**Complete the following**
1/ Retype the technology news column word for word, from "When solid wastes" up to and including "premium railroad ties.".
2/ Write what comes next in the technology news column, picking up after its last sentence.

**Text segment**
------------------------
The Cutting Edge: Computing / Technology / Innovation : Talking Heads Will Let Us ‘See’ Speech Up Close

If an elderly friend tells you she hears the TV better with her glasses on, don’t laugh. Visual clues are crucial to our ability to understand speech. That’s why a team of researchers at the University of California, Santa Cruz has created a computerized “talking head.” They hope that studying facial animation--visible speech--will aid research in areas as diverse as the learning of second languages, speech therapy for brain-injury patients and the development of a next generation of computer communications as a “face-to-face” form of electronic mail. The three-dimensional computerized image, created by psychology professor Dominic Massaro and research associate Michael Cohen, resembles a mannequin with moving eyes, brows and mouth. The features move in real time--an underlying grid allows researchers to control about 60 separate parameters to animate the face and create the movements of speech. Using a text-to-speech system developed by Massaro, researchers can type in English, which the computer then produces as spoken language, complete with corresponding facial movements.

The work has been supported in part by the National Institute of Deafness and Communicative Disorders with the idea that someday printed books could be translated into visual speech for the hearing-impaired. While the visually impaired listen to audio books, the hearing-impaired could watch talking heads.

Glass in the Rough: With production of non-hazardous solid wastes currently exceeding 11 billion tons a year and landfill costs rising, all sorts of techniques are emerging to turn trash into treasure. An increasingly popular choice is vitrification--the transformation of garbage into glass.

When solid wastes are melted in a special furnace, the end product has a composition very similar to that of natural basalt glasses such as obsidian. These glasses can be formed into products ranging from sidewalks or patio stones to premium railroad ties.

But the systems are expensive--from $3 million to $4 million for a melter capable of handling 50 tons a day. Now Pacific Northwest Laboratory, operated by Battelle Memorial Institute, has developed a new melter technology called Terra-Vit that is supposed to make the cost of vitrified wastes competitive with that of landfills.

Traditional vitrification is expensive because it requires the chamber where melting takes place to be lined with special oxides of alumina, zirconia or silica to handle the high temperatures and the corrosive effect of molten glass. But Terra-Vit features an oversize design with very thick walls that can be made from low-cost materials such as slag from steel mills.

Engineering a Better Ashtray: With secondhand smoke becoming a major concern, smokeless ashtrays would seem to be a good idea in places such as bars, restaurants and offices where smoking is still legal. But tests conducted at Lawrence Berkeley Laboratory show that the most commonly available models don’t work. It seems they merely disperse the smoke rather than remove it.
------------------------
**Items from a data source**
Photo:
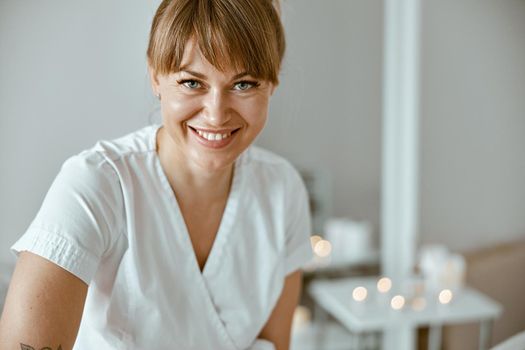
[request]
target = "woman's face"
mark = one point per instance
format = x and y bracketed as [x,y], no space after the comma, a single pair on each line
[210,117]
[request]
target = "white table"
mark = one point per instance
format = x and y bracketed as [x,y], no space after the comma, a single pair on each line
[373,317]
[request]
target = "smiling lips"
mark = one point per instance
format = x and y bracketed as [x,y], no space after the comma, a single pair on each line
[217,139]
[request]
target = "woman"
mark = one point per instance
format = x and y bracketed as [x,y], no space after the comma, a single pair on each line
[182,235]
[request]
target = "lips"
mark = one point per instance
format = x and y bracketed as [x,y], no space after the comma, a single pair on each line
[214,139]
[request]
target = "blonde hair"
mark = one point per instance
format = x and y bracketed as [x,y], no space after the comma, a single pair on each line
[238,34]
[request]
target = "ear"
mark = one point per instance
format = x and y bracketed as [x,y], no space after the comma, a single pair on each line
[272,88]
[154,80]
------------------------
**Responses per task**
1/
When solid wastes are melted in a special furnace, the end product has a composition very similar to that of natural basalt glasses such as obsidian. These glasses can be formed into products ranging from sidewalks or patio stones to premium railroad ties.

2/
The problem lies in the filters, which are not suitable for removing the small particles that compose cigarette smoke. Now William Nazaroff, an associate professor of civil engineering at UC Berkeley and a scientist and engineer at Lawrence Berkeley Laboratory, has developed a new smokeless ashtray that uses the same glass filters used by workers dealing with asbestos or radioactive compounds.

He believes an ashtray could be made to retail for about $40.

Stack ‘Em High: Computer chip designers are engaged in an endless challenge to squeeze more circuits into less space--mainly using improved production technologies to make individual “features” smaller. But while no one is sure when it will happen, the time is approaching when the laws of physics will limit how many more transistors can be crammed into this two-dimensional space. So designers are now thinking in 3-D, essentially stacking chips on top of one another.

At Irvine Sensors Corp. in Costa Mesa, engineers remove the wire leads from standard memory chips, shave them down to a fraction of a millimeter and bond them together into a pancake-like stack, with the individual chips interconnected along the edges of the stack. Originally developed for the military, the technology makes it possible to stack up to 10 memory chips within the height and “footprint” of a single packaged chip. IBM Corp. has agreed to help Irvine Sensors commercialize its Short Stacks. Cubic Memory, a start-up in Scotts Valley, Calif., is also exploiting the third dimension, though its interconnection approach differs from that of Irvine Sensors and it is looking at different markets--portable computers, notebooks, workstations and servers. But both companies face the same problem: how to bring the price of the products low enough to compete in cutthroat commodity chip markets.